To be done
A – In the post about the writing career, what GPA did the writer graduate with from the University of Michigan?
B – Print the passage of the post about the writing career starting at "I’ve done my" and ending at "cereal without milk.".

Source text
------------------------------------
So my childhood dream is to become a famous writer. My current dream is to be a know writer. At least known among a niche. And to teach writing as a professor.

I’ve done my part. Graduated with a 3.69 from the University Of Michigan with a degree in English and a teaching certificate. I’ve just applied to graduate schools’ creative writing programs and taken the GRE. I’ve also taken and passed the Texas teacher’s certification test.

The plan was, if I got into college, I’d drop everything and live the college life. Focusing on my art as a writer and living on ramen noodles and cereal without milk.

If I didn’t get into college, I’d teach another year and spend it focusing on my writing and applying to grad schools again. Living a much more comfortable lifestyle since my paycheck would be salaried (and not bad at all- teachers make a pretty decent income here- at least for a couple with no kids or pets).

A wrench was thrown into my plans yesterday. I was asked by a teaching coach (every school has one in the district) if I was interested in becoming a teaching coach myself. She said there was a position open and after observing my classes she feels I’d be a great fit.
------------------------------------
[Saved data entries]
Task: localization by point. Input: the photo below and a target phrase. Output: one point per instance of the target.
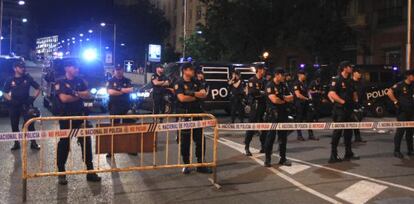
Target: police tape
(113, 130)
(162, 127)
(316, 126)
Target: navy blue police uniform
(236, 100)
(257, 102)
(189, 88)
(75, 108)
(404, 94)
(277, 113)
(303, 110)
(342, 113)
(21, 101)
(159, 93)
(119, 105)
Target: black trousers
(64, 146)
(256, 115)
(282, 137)
(341, 114)
(15, 113)
(159, 103)
(186, 144)
(119, 109)
(404, 116)
(303, 115)
(237, 108)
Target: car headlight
(93, 91)
(143, 94)
(102, 91)
(133, 96)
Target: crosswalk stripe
(361, 192)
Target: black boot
(247, 150)
(351, 156)
(267, 162)
(16, 146)
(34, 145)
(334, 158)
(93, 177)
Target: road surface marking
(345, 172)
(295, 168)
(240, 148)
(361, 192)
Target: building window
(390, 12)
(199, 13)
(393, 57)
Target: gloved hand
(189, 93)
(31, 100)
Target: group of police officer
(269, 98)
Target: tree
(240, 30)
(138, 26)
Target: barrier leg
(24, 195)
(213, 179)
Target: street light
(265, 55)
(20, 3)
(103, 24)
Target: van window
(216, 73)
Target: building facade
(174, 12)
(16, 38)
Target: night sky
(61, 16)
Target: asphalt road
(377, 178)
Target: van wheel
(168, 108)
(227, 110)
(46, 103)
(379, 111)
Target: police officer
(159, 83)
(236, 96)
(401, 94)
(315, 91)
(17, 92)
(342, 94)
(70, 92)
(302, 99)
(189, 93)
(119, 87)
(278, 96)
(203, 83)
(257, 102)
(357, 83)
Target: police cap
(344, 64)
(20, 64)
(187, 66)
(70, 63)
(118, 67)
(301, 71)
(409, 72)
(279, 70)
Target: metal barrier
(159, 128)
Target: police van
(217, 76)
(91, 71)
(6, 71)
(376, 81)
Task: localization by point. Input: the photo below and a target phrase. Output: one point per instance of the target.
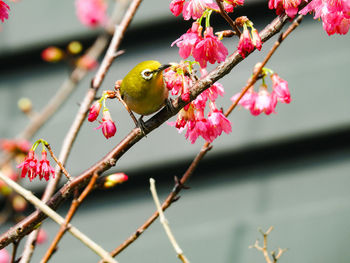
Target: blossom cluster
(192, 117)
(205, 47)
(107, 124)
(264, 101)
(335, 14)
(290, 7)
(92, 13)
(33, 167)
(4, 11)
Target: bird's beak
(162, 67)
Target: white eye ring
(147, 74)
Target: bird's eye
(147, 74)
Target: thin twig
(27, 225)
(57, 218)
(58, 162)
(264, 249)
(165, 223)
(14, 251)
(73, 208)
(224, 14)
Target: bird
(143, 89)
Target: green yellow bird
(143, 89)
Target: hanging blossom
(248, 41)
(335, 14)
(195, 8)
(192, 117)
(290, 7)
(264, 101)
(107, 124)
(209, 49)
(32, 167)
(91, 13)
(204, 49)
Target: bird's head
(148, 70)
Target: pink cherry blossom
(245, 44)
(335, 14)
(29, 165)
(176, 7)
(199, 127)
(209, 49)
(44, 169)
(219, 121)
(248, 99)
(256, 39)
(280, 88)
(264, 102)
(42, 237)
(4, 256)
(176, 82)
(290, 7)
(94, 111)
(91, 13)
(195, 8)
(4, 11)
(114, 179)
(187, 41)
(229, 5)
(107, 125)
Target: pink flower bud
(256, 39)
(4, 11)
(94, 111)
(245, 44)
(42, 236)
(44, 169)
(4, 256)
(176, 7)
(107, 125)
(29, 166)
(114, 179)
(52, 54)
(86, 62)
(280, 88)
(185, 97)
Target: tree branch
(57, 218)
(165, 223)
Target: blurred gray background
------------------------------------
Expected results
A – 3.69

B –
I’ve done my part. Graduated with a 3.69 from the University Of Michigan with a degree in English and a teaching certificate. I’ve just applied to graduate schools’ creative writing programs and taken the GRE. I’ve also taken and passed the Texas teacher’s certification test.

The plan was, if I got into college, I’d drop everything and live the college life. Focusing on my art as a writer and living on ramen noodles and cereal without milk.